__WRITTEN INSTRUCTION__:
Put every line of the rows below into a JSON list of strings, one string per line, leaving out any blank lines.

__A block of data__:
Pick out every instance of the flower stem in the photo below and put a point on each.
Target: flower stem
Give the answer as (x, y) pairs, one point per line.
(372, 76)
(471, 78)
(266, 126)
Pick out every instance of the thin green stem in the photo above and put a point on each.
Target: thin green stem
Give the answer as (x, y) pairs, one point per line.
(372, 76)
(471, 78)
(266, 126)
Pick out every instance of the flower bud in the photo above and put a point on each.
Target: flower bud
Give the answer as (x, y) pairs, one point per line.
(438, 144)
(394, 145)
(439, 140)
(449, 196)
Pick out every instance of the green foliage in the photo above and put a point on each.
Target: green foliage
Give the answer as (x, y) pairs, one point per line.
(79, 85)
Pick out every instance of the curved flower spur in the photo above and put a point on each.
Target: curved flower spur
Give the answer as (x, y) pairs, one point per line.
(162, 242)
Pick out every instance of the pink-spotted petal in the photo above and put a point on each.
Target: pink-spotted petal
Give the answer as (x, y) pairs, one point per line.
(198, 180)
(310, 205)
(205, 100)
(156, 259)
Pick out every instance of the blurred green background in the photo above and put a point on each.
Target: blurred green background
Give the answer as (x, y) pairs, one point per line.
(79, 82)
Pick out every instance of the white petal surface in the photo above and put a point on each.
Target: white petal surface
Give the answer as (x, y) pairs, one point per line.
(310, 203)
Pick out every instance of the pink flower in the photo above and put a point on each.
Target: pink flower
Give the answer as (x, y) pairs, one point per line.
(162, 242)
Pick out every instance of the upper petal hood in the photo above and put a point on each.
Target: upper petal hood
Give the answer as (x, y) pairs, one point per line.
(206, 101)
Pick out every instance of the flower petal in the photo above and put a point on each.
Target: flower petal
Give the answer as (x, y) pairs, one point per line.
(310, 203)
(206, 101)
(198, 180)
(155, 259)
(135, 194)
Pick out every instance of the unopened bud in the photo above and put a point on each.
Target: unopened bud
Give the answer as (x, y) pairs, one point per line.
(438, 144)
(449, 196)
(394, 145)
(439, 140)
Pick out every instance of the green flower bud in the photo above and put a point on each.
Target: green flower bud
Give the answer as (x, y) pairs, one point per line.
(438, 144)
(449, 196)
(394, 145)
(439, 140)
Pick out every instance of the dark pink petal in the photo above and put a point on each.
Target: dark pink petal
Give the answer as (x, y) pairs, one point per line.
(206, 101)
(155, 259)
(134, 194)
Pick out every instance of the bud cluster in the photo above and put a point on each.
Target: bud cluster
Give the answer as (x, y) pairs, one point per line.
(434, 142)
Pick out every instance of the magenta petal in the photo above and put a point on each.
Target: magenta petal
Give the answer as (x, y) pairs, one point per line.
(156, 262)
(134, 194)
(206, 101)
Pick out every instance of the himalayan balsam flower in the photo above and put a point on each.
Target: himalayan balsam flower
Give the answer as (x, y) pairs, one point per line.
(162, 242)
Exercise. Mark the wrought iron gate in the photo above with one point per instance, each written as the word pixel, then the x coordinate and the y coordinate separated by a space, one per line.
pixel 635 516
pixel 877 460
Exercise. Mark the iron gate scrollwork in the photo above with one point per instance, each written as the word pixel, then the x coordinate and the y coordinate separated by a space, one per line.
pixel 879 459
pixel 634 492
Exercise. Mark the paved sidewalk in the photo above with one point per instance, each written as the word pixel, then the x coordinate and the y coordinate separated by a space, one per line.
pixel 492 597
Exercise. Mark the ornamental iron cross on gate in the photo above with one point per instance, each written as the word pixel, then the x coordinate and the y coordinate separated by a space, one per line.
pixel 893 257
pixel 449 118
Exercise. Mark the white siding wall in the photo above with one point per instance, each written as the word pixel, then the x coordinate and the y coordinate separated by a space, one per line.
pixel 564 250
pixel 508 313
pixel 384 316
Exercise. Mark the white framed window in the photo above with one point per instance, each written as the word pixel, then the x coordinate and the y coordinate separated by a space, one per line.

__RESULT OF THIS EXERCISE__:
[
  "Pick out every instance of the flower stem in the photo below and put a point on each.",
  "Target: flower stem",
  "Give the answer as (x, y) pairs, one point per line.",
  "(372, 76)",
  "(471, 78)",
  "(266, 126)",
  "Pick out every instance of the thin green stem in the photo above and put a point on each.",
  "Target: thin green stem",
  "Give the answer as (x, y) pairs, one point per line.",
  "(372, 76)",
  "(471, 78)",
  "(266, 126)",
  "Pick out every instance of the flower bud in the photo above and put a point on each.",
  "Target: flower bud",
  "Give the answer as (x, y) pairs, one point per line.",
  "(438, 144)",
  "(394, 145)",
  "(439, 140)",
  "(449, 196)",
  "Pick out every instance of the green foliage in the photo above and put a point on each.",
  "Target: green foliage",
  "Give the answer as (x, y) pairs, one point per line.",
  "(79, 85)",
  "Pick out every instance of the curved flower spur in the photo above and put a point on each.",
  "Target: curved flower spur",
  "Give the answer as (x, y) pairs, one point per line.",
  "(162, 242)",
  "Pick out every instance of the pink-spotted petal in the photo above and put a point on each.",
  "Target: pink-spotted petal",
  "Give the answer as (x, y) pairs, one point per line.",
  "(198, 180)",
  "(310, 205)",
  "(205, 100)",
  "(156, 259)",
  "Pick out every instance of the blurred green background in the photo above and put a point on each.",
  "Target: blurred green background",
  "Give the answer as (x, y) pairs, one point per line.",
  "(79, 82)",
  "Pick out every instance of the white petal surface in the photo above and put a point on each.",
  "Target: white petal surface",
  "Give the answer as (x, y) pairs, one point per line.",
  "(310, 203)",
  "Pick out every instance of the pink flower in the photo above and put a point on each.",
  "Target: pink flower",
  "Give the answer as (x, y) pairs, one point per line.",
  "(162, 242)",
  "Pick out every instance of the upper petal hood in the photo above and put a point on each.",
  "Target: upper petal hood",
  "Give the answer as (x, y) pairs, one point per line.",
  "(206, 101)",
  "Pick out every instance of the flower petal in the photo above and put a point on each.",
  "Target: flower petal",
  "Give the answer as (x, y) pairs, one point per line.",
  "(310, 203)",
  "(206, 101)",
  "(198, 180)",
  "(155, 259)",
  "(135, 194)",
  "Pick out every instance of the unopened bud in the photo above and put a point on each.",
  "Target: unopened bud",
  "Give the answer as (x, y) pairs, one point per line.",
  "(438, 144)",
  "(449, 196)",
  "(394, 145)",
  "(439, 140)",
  "Pick out every instance of the green flower bud in the photo above and put a point on each.",
  "Target: green flower bud",
  "Give the answer as (x, y) pairs, one point per line.",
  "(438, 144)",
  "(449, 196)",
  "(394, 145)",
  "(439, 140)",
  "Pick out every instance of the dark pink petal in the photo above and put a point on each.",
  "Target: dark pink petal",
  "Give the answer as (x, y) pairs, one point per line.",
  "(206, 101)",
  "(155, 259)",
  "(134, 194)",
  "Pick out every instance of the bud cluster in the photo above and put a point on each.",
  "Target: bud cluster",
  "Give the answer as (x, y) pairs, one point per line.",
  "(434, 142)",
  "Pick out every instance of the magenta petal in the photo above and put a point on each.",
  "Target: magenta petal",
  "Give the answer as (x, y) pairs, one point per line.",
  "(156, 262)",
  "(134, 194)",
  "(206, 101)",
  "Pick out every instance of the himalayan balsam flower in the photo above and put a point on each.",
  "Target: himalayan balsam flower",
  "Give the answer as (x, y) pairs, one point per line.",
  "(162, 242)",
  "Exercise. Mark the wrought iron gate in the photo above with one point per instance, each written as the word pixel, then the x coordinate and the y coordinate separated by a space, one per line.",
  "pixel 635 516",
  "pixel 877 460",
  "Exercise. Mark the iron gate scrollwork in the photo above with one point per instance, each written as the word pixel, then the x coordinate and the y coordinate separated by a space, one per line.",
  "pixel 879 459",
  "pixel 634 492",
  "Exercise. Mark the paved sidewalk in the photo above with one point per instance, each written as the word pixel, then the x coordinate and the y coordinate separated by a space, one per line.",
  "pixel 492 597",
  "Exercise. Mark the ornamental iron cross on gate in the photo above with one point per instance, each written as the word pixel, then the x coordinate and the y coordinate separated by a space, one per line.",
  "pixel 893 257",
  "pixel 449 118",
  "Exercise. Mark the white siding wall in the photo above with one point per instance, each written as the word pixel, then the x coordinate and the y coordinate separated by a space, one per line.",
  "pixel 564 250",
  "pixel 508 313",
  "pixel 384 316",
  "Exercise. Mark the white framed window in the photo above with one point per instance, each written as the word pixel, then the x coordinate and the y coordinate separated by a space, one per line."
]